My first novel, MADAPPLE, is coming out this May from Alfred A. Knopf. The publisher sent out advance copies of MADAPPLE to book buyers and reviewers. A surprisingly large number of these readers have asked me: “Why is this a teen book?” “Did you write it for teens?” “Shouldn’t the book be categorized as adult fiction?” Truth be told, I didn’t write MADAPPLE for a specific audience. I just wrote the book I wanted to write. My editor sees MADAPPLE as a “crossover” book—that is, a book that spans the genres of adult literary fiction and young adult (“YA”). Yet, because of the way the publishing industry works, the book must be categorized as one genre or the other. Hence, it is being marketed as YA with the hope that it will reach adults as well.
When I was a teenager, J.D. Salinger, Fyodor Dostoyevsky, Hermann Hesse, Harper Lee and Sylvia Plath were among my favorite authors. I was captivated by the antics of Harper Lee’s Scout. I identified with Salinger’s Franny. Were these authors thought of as YA authors? No. Yet, today, I think some of their books certainly would be categorized as YA. The question: Does it matter? The answer: I’m not sure.
As a teenager, I was transformed by literature. I was not yet juggling the responsibilities of job and family, and I was not entrenched in my belief system. Rather, I was curious about and welcoming of new experiences and ways of thinking. I longed to understand the world and my place in it. And I had time to be curious! Reading was a way to learn about the world. It also was a means of escaping the world, during those awkward teenage moments when I needed to escape. Even today, some of the books that are most dear to me are books I read first as a teen, including Harper Lee’s To Kill A Mockingbird, Salinger’s Franny & Zooey, Dostoyevsky’s Crime and Punishment and Hermann Hesse’s Steppenwolf. Those books became part of the fabric of who I am as a person.
For this reason, when I first learned MADAPPLE would be published as a YA novel, I was excited—and somewhat overwhelmed. It seemed both an awesome and daunting opportunity. I was thrilled by the prospect of reaching a population of people for whom reading is potentially transformative, yet I felt the responsibility of this as well. MADAPPLE is arguably controversial. It certainly has mature themes. I tried very hard to address these themes with sensitivity. And I certainly did not write the book seeking controversy. That said, I did write the book with the hope that it would spur thought.
Like many first-time novelists, writing was not my day job. When I began writing MADAPPLE, I was a litigator. I spent my days formulating arguments for my clients, selecting and emphasizing those facts that supported my positions. In each case, opposing counsel would do the same, emphasizing the facts that behooved his or her client. In theory, truth somehow filtered through: the judge or jury would sort through the relatively extreme arguments and parse out what was fair and true. In actuality, each argument oversimplified reality, and the ending result, while perhaps as fair as was feasible, often had little to do with truth.

What the exercise asks: Extend the essay on MADAPPLE being marketed as young adult fiction, picking up after its final sentence, which ends "often had little to do with truth."

Data excerpt:

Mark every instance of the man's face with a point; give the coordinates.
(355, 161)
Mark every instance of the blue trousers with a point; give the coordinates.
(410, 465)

The response:
In writing MADAPPLE, I hoped to build on my experience as a litigator and explore ways in which we humans, in our attempt to understand the world, at times simplify it and thereby distort it. I wanted to think about how we create categories, based on what we want or have felt or believe is socially acceptable, and then divide the world into these categories.
Specifically, I wanted to explore the dichotomy between science and religion. As Aslaug, the protagonist of MADAPPLE, says, “Science describes the world, it doesn’t explain it: it can describe the universe’s formation, but it can’t explain…how something can come from nothing. That’s the miracle.” Yet religion absent science also seems insufficient. If God exists, would not nature be a means by which to understand God? The more I researched the natural world in my writing of MADAPPLE, the more I appreciated Einstein’s belief that genuine religiosity lies not in blind faith but in a “striving after rational knowledge.”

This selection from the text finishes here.